▶ _DIRECTIVE_
Locate every line in the data below that contains the string "glass", and copy each such line in full.
_ _ _ _
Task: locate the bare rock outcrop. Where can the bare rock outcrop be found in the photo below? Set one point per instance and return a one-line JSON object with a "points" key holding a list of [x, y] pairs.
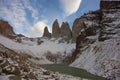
{"points": [[110, 19], [6, 29], [65, 31]]}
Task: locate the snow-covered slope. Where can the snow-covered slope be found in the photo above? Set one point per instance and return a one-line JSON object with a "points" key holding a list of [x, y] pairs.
{"points": [[14, 66], [32, 48], [101, 58]]}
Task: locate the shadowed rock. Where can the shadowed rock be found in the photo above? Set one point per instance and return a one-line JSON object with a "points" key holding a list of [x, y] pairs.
{"points": [[55, 29]]}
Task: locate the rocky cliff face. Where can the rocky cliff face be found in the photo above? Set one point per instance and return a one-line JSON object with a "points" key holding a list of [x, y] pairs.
{"points": [[65, 31], [97, 45], [46, 33], [86, 24], [110, 19], [55, 29], [6, 29]]}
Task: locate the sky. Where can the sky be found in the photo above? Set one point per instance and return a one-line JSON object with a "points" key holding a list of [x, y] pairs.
{"points": [[29, 17]]}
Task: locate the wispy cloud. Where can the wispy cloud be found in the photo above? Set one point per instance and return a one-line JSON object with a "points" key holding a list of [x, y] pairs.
{"points": [[38, 28], [14, 11], [70, 6]]}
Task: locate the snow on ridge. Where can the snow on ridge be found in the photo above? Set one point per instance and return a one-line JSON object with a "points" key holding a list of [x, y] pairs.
{"points": [[38, 50], [101, 58]]}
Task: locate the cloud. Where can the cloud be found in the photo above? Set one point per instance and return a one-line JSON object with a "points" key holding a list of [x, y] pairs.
{"points": [[38, 29], [70, 6], [14, 11]]}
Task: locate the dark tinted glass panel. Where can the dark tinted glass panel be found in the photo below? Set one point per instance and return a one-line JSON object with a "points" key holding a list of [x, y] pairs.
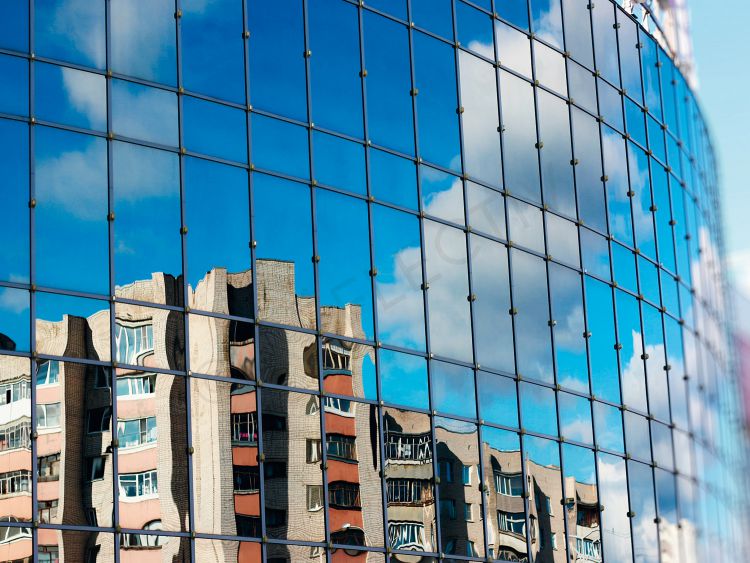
{"points": [[71, 232], [277, 68], [334, 66], [389, 106], [212, 48]]}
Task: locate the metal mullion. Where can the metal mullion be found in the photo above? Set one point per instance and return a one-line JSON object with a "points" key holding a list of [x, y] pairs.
{"points": [[254, 281], [32, 298], [185, 295], [316, 277], [112, 288]]}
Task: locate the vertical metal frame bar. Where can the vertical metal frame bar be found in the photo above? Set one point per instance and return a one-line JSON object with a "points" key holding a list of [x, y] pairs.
{"points": [[32, 294], [117, 538]]}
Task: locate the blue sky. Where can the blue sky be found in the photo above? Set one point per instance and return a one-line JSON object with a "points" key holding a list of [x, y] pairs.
{"points": [[722, 52]]}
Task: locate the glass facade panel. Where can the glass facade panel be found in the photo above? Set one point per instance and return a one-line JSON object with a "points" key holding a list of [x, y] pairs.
{"points": [[366, 284]]}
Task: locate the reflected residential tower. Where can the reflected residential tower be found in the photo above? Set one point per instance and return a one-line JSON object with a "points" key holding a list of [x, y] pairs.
{"points": [[328, 281]]}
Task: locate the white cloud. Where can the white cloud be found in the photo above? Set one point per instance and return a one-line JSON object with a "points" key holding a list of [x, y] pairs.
{"points": [[87, 93], [14, 300], [76, 181]]}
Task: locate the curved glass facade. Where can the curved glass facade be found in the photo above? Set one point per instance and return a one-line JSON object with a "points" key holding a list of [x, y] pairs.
{"points": [[318, 280]]}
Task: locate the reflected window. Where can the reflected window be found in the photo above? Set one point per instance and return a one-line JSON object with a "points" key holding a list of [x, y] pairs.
{"points": [[409, 536], [133, 343], [12, 482], [138, 485], [245, 427], [509, 485], [47, 373], [12, 392], [135, 386], [314, 497], [143, 540], [514, 522], [343, 495], [98, 420], [137, 432], [246, 479], [48, 416]]}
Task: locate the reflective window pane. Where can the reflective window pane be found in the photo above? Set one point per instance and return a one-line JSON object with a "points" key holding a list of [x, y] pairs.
{"points": [[392, 178], [339, 163], [435, 80], [214, 129], [71, 31], [336, 88], [14, 73], [481, 123], [450, 323], [14, 213], [216, 204], [276, 65], [344, 271], [144, 113], [143, 39], [212, 48], [146, 187], [283, 230], [493, 329], [389, 106], [398, 282], [69, 96], [71, 232], [280, 146], [532, 322], [521, 155]]}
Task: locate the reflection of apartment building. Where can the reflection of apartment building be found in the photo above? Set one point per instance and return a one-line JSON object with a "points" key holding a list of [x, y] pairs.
{"points": [[76, 430]]}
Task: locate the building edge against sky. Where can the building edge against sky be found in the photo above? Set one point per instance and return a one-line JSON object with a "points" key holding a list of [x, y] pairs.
{"points": [[386, 281]]}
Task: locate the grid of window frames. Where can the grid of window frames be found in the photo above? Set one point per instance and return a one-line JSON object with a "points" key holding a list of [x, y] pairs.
{"points": [[318, 279]]}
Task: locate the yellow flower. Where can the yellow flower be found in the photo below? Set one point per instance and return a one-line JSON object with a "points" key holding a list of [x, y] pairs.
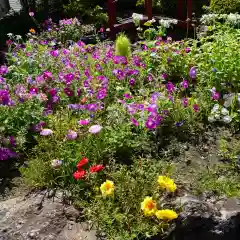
{"points": [[148, 206], [166, 214], [167, 183], [107, 188]]}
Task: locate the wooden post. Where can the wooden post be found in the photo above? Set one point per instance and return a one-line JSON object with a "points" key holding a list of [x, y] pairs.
{"points": [[111, 14], [180, 10], [148, 9], [189, 11]]}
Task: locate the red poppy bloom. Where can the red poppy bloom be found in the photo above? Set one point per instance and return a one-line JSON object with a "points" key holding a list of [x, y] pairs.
{"points": [[79, 174], [96, 168], [83, 162]]}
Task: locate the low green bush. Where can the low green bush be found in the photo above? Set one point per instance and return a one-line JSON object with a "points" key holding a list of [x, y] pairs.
{"points": [[225, 6]]}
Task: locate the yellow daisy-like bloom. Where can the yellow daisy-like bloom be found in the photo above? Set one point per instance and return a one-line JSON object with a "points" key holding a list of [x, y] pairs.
{"points": [[167, 183], [149, 206], [107, 188], [166, 214]]}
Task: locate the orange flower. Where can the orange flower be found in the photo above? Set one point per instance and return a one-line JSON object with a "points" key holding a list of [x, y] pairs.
{"points": [[32, 31]]}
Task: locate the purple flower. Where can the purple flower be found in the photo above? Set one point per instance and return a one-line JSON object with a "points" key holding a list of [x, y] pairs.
{"points": [[47, 75], [132, 81], [150, 123], [179, 124], [6, 153], [184, 84], [69, 78], [92, 107], [54, 53], [101, 93], [127, 96], [83, 122], [3, 70], [195, 107], [53, 92], [215, 95], [95, 129], [72, 135], [193, 73], [170, 87], [185, 102], [68, 92], [134, 122], [33, 91], [46, 132], [4, 97], [12, 141]]}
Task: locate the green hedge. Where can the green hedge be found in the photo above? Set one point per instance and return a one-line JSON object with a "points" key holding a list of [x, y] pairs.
{"points": [[225, 6]]}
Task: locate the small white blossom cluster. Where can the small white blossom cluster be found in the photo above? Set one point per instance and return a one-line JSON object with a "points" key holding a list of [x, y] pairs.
{"points": [[168, 23], [210, 19], [219, 113]]}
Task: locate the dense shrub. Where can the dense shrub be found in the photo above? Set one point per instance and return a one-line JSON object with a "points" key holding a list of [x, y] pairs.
{"points": [[225, 6]]}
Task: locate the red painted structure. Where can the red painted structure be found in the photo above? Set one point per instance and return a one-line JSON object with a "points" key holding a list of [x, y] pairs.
{"points": [[128, 23]]}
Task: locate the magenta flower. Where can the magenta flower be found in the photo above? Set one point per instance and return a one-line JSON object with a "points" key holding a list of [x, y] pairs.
{"points": [[68, 92], [54, 53], [6, 153], [134, 122], [95, 129], [184, 84], [101, 93], [72, 135], [185, 102], [83, 122], [46, 132], [193, 73], [215, 95], [132, 81], [170, 87], [195, 108], [3, 70], [150, 123]]}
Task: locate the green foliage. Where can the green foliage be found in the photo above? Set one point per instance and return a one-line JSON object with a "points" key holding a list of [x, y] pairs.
{"points": [[123, 46], [16, 121], [225, 6], [121, 217]]}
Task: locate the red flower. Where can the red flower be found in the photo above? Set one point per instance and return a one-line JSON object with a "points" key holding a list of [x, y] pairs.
{"points": [[96, 168], [83, 162], [79, 174]]}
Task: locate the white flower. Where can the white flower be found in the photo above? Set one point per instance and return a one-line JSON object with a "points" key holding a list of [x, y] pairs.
{"points": [[227, 119], [211, 119], [224, 111], [56, 163]]}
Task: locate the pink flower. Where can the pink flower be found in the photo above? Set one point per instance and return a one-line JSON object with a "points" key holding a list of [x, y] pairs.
{"points": [[95, 129], [72, 135], [46, 132], [83, 122]]}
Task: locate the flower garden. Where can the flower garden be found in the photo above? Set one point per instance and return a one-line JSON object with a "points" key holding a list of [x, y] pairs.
{"points": [[109, 123]]}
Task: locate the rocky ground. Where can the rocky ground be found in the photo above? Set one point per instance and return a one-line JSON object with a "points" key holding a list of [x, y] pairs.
{"points": [[44, 216]]}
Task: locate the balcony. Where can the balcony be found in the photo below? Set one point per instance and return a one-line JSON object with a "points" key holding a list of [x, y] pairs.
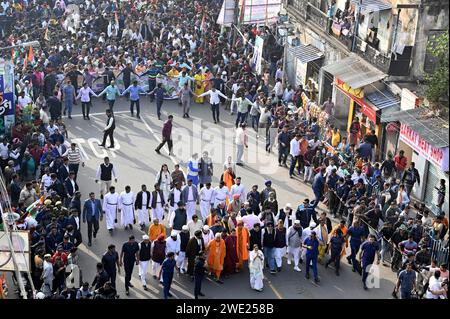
{"points": [[372, 55], [318, 17]]}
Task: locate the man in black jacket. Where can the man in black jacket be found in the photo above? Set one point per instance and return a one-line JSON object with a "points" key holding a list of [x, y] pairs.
{"points": [[256, 236], [101, 277], [71, 187], [410, 177], [194, 247], [109, 129], [54, 107], [199, 274], [179, 217], [142, 205]]}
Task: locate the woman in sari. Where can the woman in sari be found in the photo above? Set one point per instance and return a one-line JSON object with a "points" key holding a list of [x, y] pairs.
{"points": [[256, 266], [199, 87]]}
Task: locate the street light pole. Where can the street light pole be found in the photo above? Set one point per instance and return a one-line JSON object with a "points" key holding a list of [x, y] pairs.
{"points": [[21, 45]]}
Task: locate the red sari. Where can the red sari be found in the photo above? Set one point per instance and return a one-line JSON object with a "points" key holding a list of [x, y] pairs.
{"points": [[231, 258]]}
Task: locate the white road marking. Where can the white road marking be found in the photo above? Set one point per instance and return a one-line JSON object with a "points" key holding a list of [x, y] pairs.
{"points": [[166, 149], [103, 113]]}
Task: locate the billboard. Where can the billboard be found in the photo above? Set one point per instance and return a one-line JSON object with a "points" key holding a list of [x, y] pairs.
{"points": [[7, 105], [257, 54], [260, 11], [251, 12]]}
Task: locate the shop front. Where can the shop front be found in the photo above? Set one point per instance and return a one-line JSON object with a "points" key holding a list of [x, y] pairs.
{"points": [[431, 156], [303, 66], [360, 93]]}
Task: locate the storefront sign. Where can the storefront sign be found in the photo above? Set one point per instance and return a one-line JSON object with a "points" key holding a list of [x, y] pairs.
{"points": [[257, 54], [7, 107], [435, 155], [366, 109], [300, 73]]}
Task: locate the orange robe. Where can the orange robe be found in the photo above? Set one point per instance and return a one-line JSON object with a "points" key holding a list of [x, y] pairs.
{"points": [[242, 235], [155, 230], [216, 256], [344, 233]]}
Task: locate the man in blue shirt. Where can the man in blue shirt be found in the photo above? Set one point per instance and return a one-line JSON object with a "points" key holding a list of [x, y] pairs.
{"points": [[312, 252], [369, 249], [159, 95], [134, 91], [167, 270], [356, 232], [318, 186], [68, 94], [406, 282]]}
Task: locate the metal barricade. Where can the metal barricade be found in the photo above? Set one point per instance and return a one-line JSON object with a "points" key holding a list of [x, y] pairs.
{"points": [[439, 251]]}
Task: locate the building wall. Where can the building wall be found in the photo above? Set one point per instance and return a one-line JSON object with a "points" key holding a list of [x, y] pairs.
{"points": [[433, 16]]}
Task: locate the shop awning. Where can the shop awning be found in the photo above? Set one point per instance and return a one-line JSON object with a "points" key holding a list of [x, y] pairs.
{"points": [[432, 129], [383, 99], [306, 53], [369, 6], [355, 72]]}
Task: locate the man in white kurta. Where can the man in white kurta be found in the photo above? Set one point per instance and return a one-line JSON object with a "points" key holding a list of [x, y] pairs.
{"points": [[220, 195], [207, 234], [206, 196], [256, 267], [191, 201], [143, 215], [173, 244], [126, 208], [158, 211], [175, 198], [239, 189], [110, 205], [294, 244]]}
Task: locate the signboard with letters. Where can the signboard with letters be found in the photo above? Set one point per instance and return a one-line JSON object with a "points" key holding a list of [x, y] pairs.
{"points": [[435, 155], [7, 105]]}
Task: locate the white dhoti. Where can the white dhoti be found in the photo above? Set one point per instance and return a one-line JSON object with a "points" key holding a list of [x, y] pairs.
{"points": [[156, 267], [143, 266], [182, 260], [127, 215], [295, 252], [205, 207], [111, 215], [256, 280], [190, 209], [143, 217], [279, 252], [158, 212], [104, 187]]}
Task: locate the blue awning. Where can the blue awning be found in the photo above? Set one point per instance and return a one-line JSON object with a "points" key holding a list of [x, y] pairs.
{"points": [[306, 53], [383, 99], [369, 6]]}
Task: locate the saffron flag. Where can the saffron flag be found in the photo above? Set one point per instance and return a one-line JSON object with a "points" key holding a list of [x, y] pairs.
{"points": [[202, 26], [32, 209]]}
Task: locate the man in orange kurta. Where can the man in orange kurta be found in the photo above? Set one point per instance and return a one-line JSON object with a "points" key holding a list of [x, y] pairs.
{"points": [[344, 230], [242, 235], [155, 230], [217, 251]]}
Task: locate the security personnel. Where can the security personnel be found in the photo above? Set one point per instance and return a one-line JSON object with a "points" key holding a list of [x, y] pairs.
{"points": [[144, 259], [109, 129], [167, 270], [199, 274], [128, 257], [110, 261]]}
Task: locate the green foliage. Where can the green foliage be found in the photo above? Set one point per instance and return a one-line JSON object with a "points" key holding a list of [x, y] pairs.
{"points": [[437, 82]]}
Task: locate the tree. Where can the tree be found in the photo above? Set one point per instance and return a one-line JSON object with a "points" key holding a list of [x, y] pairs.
{"points": [[437, 82]]}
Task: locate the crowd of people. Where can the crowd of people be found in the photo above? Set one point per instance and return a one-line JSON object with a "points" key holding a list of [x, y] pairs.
{"points": [[191, 226]]}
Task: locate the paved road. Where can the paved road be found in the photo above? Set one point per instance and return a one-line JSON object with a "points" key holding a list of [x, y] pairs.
{"points": [[137, 163]]}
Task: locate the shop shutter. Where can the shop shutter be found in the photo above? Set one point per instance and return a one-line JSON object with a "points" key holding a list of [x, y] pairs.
{"points": [[433, 177]]}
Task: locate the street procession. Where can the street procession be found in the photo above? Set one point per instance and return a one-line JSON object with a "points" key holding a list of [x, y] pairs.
{"points": [[223, 149]]}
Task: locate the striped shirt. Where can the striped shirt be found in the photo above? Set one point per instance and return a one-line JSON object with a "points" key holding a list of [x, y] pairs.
{"points": [[75, 156]]}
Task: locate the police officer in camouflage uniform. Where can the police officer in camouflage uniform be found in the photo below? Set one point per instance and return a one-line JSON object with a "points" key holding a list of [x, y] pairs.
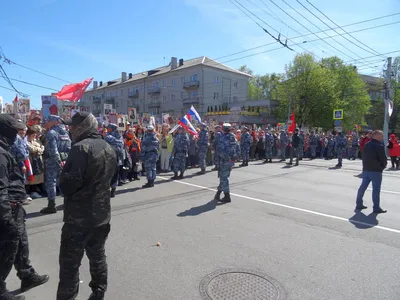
_ _ _ _
▶ _WORKED ANSWER_
Task: locate the dark tinted glass panel. Where can the dark tinted glass panel be found in the photo below? Set one point per instance and return a one-line JSON object with a "points" key holding a list of [x, y] pairs.
Task: locate the glass facade panel. Where can the glass facade panel be found in the photo above? Set one point per instance and return a one-line JSON object with a "points" key holding a list of [x, y] pairs.
Task: locate the curved glass facade. Where can the curved glass facade be found in the photo above? Set one point per instance and return a one-line JSON object with a "points" key holding a list of [x, y] pairs.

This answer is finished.